DESCRIPTION OF THE TASK>
Switch "boy's nose" to "child's nose" in the entries, from the start through the line containing "101L191 103L195 104L201", and leave everything else unchanged. Omit the pictures from your answer.

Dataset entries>
----------

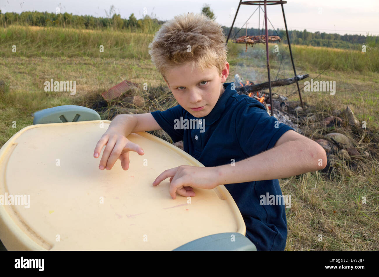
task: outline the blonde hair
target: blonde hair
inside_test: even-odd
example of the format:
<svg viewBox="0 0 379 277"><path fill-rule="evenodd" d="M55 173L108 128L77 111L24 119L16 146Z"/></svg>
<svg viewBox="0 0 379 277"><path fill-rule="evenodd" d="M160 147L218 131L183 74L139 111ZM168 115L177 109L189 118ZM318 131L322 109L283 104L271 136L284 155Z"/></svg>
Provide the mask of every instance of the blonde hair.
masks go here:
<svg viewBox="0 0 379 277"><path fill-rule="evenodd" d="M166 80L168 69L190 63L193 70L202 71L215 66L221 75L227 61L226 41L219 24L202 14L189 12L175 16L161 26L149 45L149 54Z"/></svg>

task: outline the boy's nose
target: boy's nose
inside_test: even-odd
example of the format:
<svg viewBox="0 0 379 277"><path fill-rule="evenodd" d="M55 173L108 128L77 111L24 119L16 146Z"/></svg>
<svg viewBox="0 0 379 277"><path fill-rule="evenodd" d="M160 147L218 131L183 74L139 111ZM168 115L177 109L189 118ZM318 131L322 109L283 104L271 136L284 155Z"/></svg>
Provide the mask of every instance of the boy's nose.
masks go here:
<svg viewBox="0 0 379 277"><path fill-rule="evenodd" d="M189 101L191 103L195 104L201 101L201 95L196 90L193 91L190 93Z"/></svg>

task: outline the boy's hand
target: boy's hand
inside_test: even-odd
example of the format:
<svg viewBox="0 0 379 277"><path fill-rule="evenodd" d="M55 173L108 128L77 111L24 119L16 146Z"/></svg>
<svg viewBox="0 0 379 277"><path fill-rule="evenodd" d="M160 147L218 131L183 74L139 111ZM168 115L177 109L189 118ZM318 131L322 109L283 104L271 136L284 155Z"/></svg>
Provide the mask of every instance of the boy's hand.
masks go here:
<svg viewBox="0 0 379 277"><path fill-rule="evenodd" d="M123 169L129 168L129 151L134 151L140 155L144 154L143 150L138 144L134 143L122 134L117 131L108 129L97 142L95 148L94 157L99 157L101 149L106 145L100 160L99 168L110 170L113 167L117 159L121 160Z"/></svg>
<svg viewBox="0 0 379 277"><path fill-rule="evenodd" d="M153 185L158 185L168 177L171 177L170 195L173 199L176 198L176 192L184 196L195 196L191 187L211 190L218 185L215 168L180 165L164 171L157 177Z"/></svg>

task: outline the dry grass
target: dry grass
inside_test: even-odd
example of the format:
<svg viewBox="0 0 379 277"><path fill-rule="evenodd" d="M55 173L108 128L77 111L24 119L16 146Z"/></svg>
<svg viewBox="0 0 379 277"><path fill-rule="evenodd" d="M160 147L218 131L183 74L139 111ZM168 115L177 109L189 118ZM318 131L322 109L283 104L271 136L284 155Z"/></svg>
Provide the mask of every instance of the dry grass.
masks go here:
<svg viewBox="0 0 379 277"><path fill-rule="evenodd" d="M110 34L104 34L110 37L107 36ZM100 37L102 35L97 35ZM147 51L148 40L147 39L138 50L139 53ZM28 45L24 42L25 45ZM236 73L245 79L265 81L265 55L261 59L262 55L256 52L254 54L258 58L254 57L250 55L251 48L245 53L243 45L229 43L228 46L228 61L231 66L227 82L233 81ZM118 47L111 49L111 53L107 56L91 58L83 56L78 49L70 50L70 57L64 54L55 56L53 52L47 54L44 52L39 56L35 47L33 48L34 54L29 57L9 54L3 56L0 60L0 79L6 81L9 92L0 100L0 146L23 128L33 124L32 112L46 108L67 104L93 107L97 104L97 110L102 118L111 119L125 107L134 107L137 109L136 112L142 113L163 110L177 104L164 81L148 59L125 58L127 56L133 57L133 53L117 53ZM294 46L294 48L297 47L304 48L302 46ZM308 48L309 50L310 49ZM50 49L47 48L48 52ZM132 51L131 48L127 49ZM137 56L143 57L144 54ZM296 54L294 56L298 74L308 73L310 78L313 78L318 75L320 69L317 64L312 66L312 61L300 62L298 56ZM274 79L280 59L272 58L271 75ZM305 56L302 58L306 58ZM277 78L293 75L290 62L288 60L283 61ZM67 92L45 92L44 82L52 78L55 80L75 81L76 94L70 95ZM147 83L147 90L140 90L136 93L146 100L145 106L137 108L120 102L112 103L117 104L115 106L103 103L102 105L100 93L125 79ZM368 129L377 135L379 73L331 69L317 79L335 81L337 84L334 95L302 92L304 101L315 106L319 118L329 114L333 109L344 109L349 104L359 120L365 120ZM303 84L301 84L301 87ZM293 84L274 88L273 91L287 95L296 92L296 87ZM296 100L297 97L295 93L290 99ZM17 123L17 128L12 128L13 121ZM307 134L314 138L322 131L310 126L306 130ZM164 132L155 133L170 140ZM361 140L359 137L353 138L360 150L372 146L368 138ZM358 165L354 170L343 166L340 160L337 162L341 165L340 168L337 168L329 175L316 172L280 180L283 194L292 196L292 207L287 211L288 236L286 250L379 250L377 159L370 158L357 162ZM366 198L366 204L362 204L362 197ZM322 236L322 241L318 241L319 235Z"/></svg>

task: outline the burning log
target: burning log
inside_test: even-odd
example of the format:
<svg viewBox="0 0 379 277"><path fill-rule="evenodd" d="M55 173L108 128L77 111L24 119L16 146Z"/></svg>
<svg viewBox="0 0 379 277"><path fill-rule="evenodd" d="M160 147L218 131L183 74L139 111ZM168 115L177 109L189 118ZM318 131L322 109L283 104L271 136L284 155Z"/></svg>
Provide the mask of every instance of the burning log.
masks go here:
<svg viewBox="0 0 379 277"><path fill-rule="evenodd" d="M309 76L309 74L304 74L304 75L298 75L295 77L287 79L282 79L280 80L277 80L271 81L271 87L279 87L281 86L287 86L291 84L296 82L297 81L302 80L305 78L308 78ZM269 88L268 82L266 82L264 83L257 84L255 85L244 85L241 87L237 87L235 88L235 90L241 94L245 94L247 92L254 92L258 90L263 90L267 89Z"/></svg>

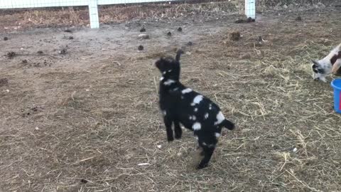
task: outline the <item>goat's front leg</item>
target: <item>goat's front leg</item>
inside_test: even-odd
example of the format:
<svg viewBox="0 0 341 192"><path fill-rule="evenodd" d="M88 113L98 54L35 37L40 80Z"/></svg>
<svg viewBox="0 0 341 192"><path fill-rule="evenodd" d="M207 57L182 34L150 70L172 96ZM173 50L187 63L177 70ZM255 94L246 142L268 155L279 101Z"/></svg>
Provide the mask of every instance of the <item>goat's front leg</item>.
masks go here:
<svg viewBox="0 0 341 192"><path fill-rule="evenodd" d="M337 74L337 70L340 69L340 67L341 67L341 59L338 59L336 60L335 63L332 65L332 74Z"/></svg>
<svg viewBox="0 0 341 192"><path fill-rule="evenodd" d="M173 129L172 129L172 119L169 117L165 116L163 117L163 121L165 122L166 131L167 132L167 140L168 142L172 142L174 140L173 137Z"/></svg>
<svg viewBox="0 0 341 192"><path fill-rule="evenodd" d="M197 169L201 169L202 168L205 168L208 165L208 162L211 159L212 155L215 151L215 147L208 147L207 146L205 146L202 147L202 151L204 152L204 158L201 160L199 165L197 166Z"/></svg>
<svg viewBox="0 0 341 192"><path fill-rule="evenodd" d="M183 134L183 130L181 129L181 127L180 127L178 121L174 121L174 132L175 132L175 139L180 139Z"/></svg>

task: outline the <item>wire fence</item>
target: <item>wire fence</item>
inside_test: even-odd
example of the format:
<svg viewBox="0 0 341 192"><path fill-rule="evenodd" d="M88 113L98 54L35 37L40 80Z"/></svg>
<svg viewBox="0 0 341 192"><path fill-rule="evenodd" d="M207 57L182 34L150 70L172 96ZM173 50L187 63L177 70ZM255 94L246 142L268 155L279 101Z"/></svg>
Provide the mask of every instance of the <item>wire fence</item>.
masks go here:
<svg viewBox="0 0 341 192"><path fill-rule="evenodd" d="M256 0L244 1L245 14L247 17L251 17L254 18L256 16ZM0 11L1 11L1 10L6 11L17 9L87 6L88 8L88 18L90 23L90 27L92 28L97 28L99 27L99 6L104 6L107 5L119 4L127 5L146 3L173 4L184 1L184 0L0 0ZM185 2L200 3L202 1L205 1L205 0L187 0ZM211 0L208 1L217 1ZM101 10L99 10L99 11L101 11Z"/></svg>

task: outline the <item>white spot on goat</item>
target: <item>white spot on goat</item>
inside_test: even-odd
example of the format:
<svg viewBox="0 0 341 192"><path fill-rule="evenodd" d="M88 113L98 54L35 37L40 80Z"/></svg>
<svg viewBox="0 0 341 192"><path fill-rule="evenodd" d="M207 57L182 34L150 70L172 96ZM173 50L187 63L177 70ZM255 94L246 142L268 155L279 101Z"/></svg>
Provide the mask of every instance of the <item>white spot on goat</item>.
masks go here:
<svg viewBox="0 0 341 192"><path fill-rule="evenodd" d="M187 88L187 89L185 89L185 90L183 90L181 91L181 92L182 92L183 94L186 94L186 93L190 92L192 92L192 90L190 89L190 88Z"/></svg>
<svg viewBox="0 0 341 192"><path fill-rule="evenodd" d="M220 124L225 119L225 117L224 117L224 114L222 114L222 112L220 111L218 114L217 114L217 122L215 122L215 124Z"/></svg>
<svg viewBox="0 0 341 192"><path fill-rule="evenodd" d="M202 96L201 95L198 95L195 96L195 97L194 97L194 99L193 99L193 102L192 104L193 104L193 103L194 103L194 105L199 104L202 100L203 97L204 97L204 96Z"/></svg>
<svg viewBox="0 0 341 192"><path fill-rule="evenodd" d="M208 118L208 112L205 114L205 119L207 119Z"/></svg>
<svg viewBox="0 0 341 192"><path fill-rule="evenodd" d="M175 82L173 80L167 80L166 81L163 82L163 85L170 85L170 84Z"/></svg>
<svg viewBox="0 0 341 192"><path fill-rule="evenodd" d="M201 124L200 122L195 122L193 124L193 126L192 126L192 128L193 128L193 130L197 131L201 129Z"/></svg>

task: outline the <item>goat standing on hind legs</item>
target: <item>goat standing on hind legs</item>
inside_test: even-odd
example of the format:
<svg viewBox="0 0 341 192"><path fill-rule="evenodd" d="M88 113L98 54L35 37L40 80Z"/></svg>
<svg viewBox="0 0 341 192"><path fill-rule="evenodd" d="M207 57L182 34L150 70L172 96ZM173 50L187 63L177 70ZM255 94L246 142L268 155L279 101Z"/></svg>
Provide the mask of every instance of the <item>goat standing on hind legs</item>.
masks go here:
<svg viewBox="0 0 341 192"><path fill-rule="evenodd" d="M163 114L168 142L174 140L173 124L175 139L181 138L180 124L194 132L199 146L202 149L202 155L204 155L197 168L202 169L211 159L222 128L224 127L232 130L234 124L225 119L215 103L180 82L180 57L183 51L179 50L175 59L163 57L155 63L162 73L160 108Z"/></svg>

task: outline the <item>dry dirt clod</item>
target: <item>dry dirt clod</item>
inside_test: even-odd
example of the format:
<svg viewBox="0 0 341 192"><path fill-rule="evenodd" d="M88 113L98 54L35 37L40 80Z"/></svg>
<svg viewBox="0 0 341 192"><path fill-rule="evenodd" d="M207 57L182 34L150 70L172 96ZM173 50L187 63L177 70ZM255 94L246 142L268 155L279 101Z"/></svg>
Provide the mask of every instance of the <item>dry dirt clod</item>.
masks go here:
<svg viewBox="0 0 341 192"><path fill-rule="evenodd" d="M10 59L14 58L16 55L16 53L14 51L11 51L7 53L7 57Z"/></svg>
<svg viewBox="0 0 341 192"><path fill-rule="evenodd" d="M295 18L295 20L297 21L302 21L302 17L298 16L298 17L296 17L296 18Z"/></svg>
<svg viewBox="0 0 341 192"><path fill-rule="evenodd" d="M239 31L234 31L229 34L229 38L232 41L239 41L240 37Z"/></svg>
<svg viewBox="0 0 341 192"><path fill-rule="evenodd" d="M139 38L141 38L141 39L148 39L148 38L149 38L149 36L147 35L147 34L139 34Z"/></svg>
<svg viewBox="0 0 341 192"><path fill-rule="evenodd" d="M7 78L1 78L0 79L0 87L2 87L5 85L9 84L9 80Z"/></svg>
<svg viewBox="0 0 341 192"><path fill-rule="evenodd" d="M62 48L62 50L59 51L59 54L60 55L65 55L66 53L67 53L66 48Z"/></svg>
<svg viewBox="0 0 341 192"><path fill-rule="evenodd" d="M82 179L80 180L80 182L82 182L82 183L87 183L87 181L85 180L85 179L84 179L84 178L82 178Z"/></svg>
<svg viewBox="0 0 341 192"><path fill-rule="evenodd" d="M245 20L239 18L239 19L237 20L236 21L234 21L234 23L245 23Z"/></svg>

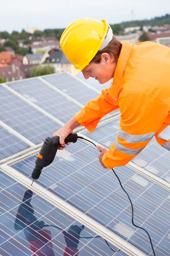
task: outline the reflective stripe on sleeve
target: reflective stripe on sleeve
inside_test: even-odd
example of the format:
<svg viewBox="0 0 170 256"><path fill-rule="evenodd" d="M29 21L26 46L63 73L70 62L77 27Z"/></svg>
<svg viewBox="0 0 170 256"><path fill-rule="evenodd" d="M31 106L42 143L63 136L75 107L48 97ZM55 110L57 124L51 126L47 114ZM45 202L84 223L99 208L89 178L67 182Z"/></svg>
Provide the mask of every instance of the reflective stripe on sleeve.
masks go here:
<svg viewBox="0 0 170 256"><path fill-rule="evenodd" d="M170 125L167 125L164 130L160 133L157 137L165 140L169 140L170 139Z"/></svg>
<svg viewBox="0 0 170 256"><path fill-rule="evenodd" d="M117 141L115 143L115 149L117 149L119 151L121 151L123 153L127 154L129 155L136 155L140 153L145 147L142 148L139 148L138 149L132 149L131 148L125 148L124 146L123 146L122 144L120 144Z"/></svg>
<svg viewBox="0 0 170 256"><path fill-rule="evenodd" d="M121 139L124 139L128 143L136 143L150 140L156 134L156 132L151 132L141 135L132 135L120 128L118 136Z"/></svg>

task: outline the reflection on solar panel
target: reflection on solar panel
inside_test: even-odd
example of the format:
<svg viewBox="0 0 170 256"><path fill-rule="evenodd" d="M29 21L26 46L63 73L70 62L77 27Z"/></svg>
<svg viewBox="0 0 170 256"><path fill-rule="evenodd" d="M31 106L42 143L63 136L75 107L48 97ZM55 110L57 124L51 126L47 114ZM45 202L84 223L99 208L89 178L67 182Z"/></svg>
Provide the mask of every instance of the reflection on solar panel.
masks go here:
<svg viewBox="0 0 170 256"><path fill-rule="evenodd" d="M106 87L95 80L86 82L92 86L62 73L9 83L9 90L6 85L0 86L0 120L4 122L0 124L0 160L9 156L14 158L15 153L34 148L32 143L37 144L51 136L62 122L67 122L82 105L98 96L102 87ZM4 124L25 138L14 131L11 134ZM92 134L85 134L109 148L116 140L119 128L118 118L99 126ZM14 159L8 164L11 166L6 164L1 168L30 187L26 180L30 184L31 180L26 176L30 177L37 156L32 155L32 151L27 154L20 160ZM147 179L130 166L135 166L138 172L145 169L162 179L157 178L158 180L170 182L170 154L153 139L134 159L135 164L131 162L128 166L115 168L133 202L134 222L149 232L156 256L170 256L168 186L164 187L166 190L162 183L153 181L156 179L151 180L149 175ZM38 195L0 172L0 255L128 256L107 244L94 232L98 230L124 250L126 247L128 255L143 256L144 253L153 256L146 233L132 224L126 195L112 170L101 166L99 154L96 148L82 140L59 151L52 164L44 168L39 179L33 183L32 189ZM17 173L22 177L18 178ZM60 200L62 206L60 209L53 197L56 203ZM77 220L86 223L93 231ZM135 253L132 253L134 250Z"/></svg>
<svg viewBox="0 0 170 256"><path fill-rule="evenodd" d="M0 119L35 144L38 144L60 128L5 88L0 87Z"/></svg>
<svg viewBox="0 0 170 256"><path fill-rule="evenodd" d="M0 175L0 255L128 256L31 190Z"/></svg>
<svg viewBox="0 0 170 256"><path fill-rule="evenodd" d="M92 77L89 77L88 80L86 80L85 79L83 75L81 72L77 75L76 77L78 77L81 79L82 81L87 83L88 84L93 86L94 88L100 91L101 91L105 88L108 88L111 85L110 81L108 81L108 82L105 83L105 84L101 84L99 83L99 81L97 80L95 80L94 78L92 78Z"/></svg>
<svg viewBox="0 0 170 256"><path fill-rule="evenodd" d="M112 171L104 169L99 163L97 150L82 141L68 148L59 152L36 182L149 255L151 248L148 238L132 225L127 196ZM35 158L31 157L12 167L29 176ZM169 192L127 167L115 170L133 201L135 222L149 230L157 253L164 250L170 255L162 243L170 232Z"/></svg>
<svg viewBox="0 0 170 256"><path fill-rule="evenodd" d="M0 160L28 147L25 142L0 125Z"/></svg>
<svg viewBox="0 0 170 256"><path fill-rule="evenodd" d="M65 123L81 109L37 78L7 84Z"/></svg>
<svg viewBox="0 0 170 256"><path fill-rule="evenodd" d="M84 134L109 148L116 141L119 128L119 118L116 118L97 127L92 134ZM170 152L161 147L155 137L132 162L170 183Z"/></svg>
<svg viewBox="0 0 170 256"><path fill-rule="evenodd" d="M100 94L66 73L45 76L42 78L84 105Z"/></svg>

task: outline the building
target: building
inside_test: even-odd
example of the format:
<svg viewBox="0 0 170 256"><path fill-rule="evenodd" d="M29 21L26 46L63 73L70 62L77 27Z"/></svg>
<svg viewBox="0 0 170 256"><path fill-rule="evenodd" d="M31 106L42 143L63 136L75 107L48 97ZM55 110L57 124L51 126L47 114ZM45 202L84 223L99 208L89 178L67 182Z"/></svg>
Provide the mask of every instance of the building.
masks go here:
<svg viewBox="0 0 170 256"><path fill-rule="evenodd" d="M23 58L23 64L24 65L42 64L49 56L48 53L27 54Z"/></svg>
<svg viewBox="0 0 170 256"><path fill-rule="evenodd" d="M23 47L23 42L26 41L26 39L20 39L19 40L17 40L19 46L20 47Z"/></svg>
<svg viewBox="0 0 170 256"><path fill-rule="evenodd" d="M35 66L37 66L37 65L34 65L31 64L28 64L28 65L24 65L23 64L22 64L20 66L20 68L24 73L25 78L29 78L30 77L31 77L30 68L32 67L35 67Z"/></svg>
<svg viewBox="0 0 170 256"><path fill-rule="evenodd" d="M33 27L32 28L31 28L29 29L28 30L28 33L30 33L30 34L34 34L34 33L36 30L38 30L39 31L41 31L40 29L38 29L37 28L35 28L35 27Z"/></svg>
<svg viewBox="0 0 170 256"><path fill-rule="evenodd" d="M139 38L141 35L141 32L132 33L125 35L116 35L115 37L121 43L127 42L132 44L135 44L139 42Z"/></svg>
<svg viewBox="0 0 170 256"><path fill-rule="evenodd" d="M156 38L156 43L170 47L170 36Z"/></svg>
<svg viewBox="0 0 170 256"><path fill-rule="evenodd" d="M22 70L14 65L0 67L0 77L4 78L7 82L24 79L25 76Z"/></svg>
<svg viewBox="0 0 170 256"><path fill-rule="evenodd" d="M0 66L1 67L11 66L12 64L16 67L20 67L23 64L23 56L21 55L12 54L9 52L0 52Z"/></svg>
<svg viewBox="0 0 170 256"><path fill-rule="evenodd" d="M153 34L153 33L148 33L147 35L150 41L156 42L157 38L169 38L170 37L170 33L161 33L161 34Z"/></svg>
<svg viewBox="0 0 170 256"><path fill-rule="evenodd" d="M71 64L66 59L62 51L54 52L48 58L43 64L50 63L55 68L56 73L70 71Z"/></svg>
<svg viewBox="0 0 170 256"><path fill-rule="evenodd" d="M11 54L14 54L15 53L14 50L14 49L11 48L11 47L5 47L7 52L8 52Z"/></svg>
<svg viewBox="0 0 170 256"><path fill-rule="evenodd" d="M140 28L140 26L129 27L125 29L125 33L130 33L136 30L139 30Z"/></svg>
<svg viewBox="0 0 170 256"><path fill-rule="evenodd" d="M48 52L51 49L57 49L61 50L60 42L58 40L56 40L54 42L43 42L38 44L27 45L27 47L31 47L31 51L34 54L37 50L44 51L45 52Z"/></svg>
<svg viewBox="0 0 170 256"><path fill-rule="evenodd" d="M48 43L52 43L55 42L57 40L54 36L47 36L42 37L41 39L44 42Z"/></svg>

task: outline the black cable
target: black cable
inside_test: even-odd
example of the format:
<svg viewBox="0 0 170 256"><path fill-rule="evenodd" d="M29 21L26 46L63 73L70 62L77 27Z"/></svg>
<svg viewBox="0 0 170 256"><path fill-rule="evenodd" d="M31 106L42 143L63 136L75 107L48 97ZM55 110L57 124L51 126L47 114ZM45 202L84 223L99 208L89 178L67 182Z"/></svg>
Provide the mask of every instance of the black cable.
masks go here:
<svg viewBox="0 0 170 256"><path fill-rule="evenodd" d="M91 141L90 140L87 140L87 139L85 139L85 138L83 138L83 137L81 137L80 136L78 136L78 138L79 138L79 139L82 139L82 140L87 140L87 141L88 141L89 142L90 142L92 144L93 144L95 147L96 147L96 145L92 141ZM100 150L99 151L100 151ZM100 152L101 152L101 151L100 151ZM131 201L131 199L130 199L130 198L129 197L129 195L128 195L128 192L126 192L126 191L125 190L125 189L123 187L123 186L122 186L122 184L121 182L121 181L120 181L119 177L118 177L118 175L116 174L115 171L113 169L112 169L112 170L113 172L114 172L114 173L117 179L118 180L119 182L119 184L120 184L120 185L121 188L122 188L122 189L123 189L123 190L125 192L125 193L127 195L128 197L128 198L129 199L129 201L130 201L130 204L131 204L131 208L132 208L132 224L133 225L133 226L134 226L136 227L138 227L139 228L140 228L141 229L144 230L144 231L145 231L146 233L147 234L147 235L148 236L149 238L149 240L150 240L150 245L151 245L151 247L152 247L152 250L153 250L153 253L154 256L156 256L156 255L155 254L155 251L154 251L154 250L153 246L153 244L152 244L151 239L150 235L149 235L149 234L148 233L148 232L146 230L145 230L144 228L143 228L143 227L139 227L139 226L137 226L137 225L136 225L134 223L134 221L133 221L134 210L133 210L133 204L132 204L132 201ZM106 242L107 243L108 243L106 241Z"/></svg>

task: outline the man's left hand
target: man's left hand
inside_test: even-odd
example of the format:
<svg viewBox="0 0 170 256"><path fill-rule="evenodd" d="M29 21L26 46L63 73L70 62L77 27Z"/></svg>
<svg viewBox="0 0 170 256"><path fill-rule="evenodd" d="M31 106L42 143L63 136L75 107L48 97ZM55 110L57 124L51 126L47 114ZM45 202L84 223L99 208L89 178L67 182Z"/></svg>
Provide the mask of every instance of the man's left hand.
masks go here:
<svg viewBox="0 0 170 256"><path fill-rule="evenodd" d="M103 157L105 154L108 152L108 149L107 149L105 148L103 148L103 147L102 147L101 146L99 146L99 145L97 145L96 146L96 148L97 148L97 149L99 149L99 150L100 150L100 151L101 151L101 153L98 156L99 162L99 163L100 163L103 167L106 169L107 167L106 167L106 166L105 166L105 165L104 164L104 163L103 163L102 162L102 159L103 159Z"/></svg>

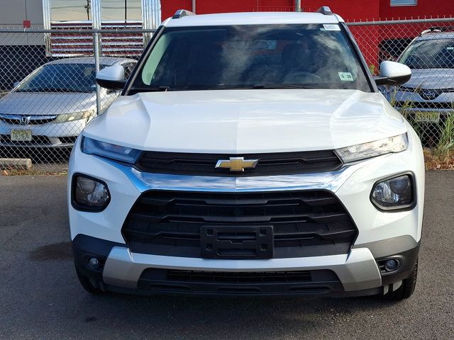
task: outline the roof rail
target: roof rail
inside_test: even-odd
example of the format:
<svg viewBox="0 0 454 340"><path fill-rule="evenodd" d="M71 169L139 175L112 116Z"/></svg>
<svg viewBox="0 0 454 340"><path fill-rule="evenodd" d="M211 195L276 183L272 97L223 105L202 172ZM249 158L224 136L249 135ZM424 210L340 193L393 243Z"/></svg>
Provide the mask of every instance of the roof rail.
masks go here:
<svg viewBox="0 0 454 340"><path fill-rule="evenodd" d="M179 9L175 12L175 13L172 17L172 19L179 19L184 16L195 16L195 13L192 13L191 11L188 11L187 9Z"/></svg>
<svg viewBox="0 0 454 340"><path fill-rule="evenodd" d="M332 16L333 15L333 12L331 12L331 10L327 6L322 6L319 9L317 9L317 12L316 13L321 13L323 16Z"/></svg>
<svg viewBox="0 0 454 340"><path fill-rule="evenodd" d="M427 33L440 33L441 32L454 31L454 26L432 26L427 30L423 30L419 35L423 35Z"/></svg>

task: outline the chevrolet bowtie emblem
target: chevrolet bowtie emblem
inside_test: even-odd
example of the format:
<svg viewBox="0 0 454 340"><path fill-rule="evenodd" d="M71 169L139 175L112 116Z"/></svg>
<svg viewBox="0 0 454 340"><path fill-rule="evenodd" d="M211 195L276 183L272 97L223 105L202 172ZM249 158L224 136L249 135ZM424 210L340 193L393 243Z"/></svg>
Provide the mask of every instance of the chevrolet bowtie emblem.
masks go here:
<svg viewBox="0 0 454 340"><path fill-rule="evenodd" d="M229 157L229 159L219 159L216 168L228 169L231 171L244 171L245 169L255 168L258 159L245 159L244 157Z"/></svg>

----------

WRITTEN ANSWER>
task: outline the blonde hair
target: blonde hair
inside_test: even-odd
example of the format:
<svg viewBox="0 0 379 277"><path fill-rule="evenodd" d="M55 173L108 128L77 111L24 119L16 146Z"/></svg>
<svg viewBox="0 0 379 277"><path fill-rule="evenodd" d="M160 147L218 131L183 74L139 111ZM168 115L177 109L189 118ZM318 131L322 109L283 104L271 136L284 155Z"/></svg>
Provide the mask of every instance of the blonde hair.
masks go here:
<svg viewBox="0 0 379 277"><path fill-rule="evenodd" d="M166 80L168 69L190 63L193 70L202 71L215 66L221 75L227 61L226 41L219 24L202 14L189 12L175 16L161 26L149 45L149 54Z"/></svg>

task: outline the child's nose
target: child's nose
inside_test: even-odd
example of the format:
<svg viewBox="0 0 379 277"><path fill-rule="evenodd" d="M55 173L108 128L77 111L24 119L16 146Z"/></svg>
<svg viewBox="0 0 379 277"><path fill-rule="evenodd" d="M160 147L218 131L183 74L139 111ZM168 115L177 109L189 118ZM318 131L322 109L283 104L271 136L284 155Z"/></svg>
Provide the mask of every instance of the child's nose.
masks go here:
<svg viewBox="0 0 379 277"><path fill-rule="evenodd" d="M189 101L191 103L195 104L201 101L201 95L196 90L193 91L190 93Z"/></svg>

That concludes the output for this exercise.